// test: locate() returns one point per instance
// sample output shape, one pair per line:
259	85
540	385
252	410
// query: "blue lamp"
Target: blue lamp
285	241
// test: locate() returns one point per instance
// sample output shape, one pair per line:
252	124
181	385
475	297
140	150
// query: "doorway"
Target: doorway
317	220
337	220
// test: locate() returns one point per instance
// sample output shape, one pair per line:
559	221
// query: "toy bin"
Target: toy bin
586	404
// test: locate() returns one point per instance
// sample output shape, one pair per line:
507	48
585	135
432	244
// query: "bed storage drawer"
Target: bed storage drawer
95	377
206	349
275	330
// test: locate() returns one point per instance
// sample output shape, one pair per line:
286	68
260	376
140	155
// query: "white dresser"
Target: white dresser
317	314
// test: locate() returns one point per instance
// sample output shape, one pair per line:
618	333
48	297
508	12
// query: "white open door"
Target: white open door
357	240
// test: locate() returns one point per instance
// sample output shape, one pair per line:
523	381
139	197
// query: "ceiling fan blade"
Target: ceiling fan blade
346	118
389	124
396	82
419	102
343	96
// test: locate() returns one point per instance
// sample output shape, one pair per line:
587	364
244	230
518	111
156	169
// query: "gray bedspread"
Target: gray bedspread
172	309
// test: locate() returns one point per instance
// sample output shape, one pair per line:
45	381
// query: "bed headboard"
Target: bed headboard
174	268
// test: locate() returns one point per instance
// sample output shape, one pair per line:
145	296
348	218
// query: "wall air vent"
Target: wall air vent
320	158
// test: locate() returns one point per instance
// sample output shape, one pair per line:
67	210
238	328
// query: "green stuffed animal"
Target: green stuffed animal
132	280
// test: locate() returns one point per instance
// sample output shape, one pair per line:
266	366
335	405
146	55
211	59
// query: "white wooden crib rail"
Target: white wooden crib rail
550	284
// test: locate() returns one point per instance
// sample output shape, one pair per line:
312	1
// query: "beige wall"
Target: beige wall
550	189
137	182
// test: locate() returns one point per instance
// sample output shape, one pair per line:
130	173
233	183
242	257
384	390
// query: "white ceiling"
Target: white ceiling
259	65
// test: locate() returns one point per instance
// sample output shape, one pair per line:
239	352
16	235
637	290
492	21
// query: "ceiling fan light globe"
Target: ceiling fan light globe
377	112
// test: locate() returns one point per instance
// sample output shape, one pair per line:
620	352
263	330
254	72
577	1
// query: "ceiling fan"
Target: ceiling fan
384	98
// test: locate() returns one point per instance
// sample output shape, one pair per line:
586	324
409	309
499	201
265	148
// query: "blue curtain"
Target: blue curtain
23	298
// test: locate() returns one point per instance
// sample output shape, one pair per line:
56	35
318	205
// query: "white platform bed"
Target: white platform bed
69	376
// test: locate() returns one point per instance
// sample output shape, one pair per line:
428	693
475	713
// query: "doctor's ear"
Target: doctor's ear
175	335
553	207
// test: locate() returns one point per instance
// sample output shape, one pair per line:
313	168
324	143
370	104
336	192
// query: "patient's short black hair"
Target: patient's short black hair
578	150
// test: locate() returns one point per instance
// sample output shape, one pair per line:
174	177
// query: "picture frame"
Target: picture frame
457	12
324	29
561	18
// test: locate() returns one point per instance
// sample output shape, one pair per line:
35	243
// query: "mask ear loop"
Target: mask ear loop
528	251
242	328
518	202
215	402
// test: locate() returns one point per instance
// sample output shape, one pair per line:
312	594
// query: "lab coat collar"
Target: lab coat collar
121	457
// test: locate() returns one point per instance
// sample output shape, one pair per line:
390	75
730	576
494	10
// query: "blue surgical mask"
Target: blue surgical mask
◇ ◇ ◇ ◇ ◇ ◇ ◇
Retype every record above exactly as it stands.

* **Solution to the exercise**:
// test: locate() returns one point per instance
// sample output shape, one pair per line:
259	85
540	385
252	410
// query: "blue lamp"
Target: blue lamp
285	241
// test: locate() returns one point per instance
// sample output shape, one pair per line:
252	124
181	385
475	297
140	150
// query: "doorway"
Target: doorway
317	220
337	220
// test: locate() returns one point per instance
// sample output shape, one pair per line:
559	221
// query: "toy bin"
Target: toy bin
586	404
// test: locate() returns one point per instance
// sample output shape, one pair per line:
507	48
585	135
432	244
// query: "bed storage drawer"
Target: bed storage drawer
95	377
206	349
275	330
// test: locate() returns one point per instance
// sample output shape, one pair per line:
286	68
260	376
140	155
// query: "white dresser"
Target: white dresser
317	314
// test: locate() returns one point per instance
// sample output shape, one pair per line:
618	333
48	297
508	12
// query: "white open door"
Target: white open door
357	240
// test: locate() returns one point per instance
// sample output shape, one pair per line:
523	381
139	197
// query: "ceiling fan blade"
Target: ceiling fan blade
346	118
389	124
396	82
419	102
343	96
// test: locate() returns one point per instance
// sample output shape, one pair per line:
587	364
244	230
518	111
156	169
// query: "gray bedspread"
Target: gray bedspread
172	309
// test: locate() returns one point per instance
// sample output shape, one pair per line:
45	381
// query: "bed headboard"
Target: bed headboard
174	268
// test: locate() returns one point per instance
// sample output shape, one pair per line:
145	296
348	218
// query: "wall air vent"
Target: wall air vent
320	158
// test: locate() returns one point per instance
// sample output shape, one pair per line:
67	210
238	328
// query: "green stuffed animal"
Target: green stuffed animal
132	280
// test: locate() returns one point per instance
// sample output shape, one pair per line:
266	366
335	405
146	55
211	59
// query: "white wooden crib rail"
Target: white wooden crib rail
550	284
// test: locate() returns one point per instance
// sample output shape, one pair per line:
312	1
// query: "beige wall"
Target: beige wall
550	189
137	182
// test: locate() returns one point per instance
// sample output shape, one pair per line:
130	173
233	183
242	257
384	390
// query: "white ceiling"
Target: white ceiling
259	65
// test: locate() returns one point per instance
// sample output shape, one pair per line:
239	352
16	235
637	290
492	21
// query: "ceiling fan light globe"
Target: ceiling fan light globe
377	112
// test: locate() returns one point per instance
// sample output shape, one pair per line:
620	352
263	330
254	72
577	1
// query: "ceiling fan"
Target: ceiling fan
384	98
// test: locate() returns one point per instance
// sample output shape, one pair per line:
586	324
409	309
499	201
265	148
// query: "blue curtain"
Target: blue curtain
23	298
// test: locate() returns one point per instance
// sample output shape, one pair per line:
56	35
318	205
// query: "white platform bed"
Target: white platform bed
69	376
// test: locate() returns one point per instance
// sample output shape, one pair per line:
428	693
475	713
// query: "doctor's ear"
Target: doctor's ear
175	335
553	207
// test: locate() returns one point per instance
// sample output shape, one pair per line:
313	168
324	143
370	104
336	192
// query: "patient's short black hair"
Target: patient's short black hair
578	150
// test: locate() returns one point per instance
// sample output shape, one pair per line:
174	177
// query: "picture frame"
Target: picture frame
457	12
324	29
561	18
// test: locate() returns one point per instance
// sample output shape, one pair per line:
35	243
// query: "mask ear loop"
Target: mask ear loop
528	251
242	328
518	202
215	402
// test: locate() returns one point per instance
// sample output shape, one pair per line:
312	594
// query: "lab coat collar"
Target: lab coat collar
121	457
// test: locate() returns one point per instance
// sample output shape, one pair per line:
390	75
730	576
494	10
// query: "blue surgical mask"
Target: blue surgical mask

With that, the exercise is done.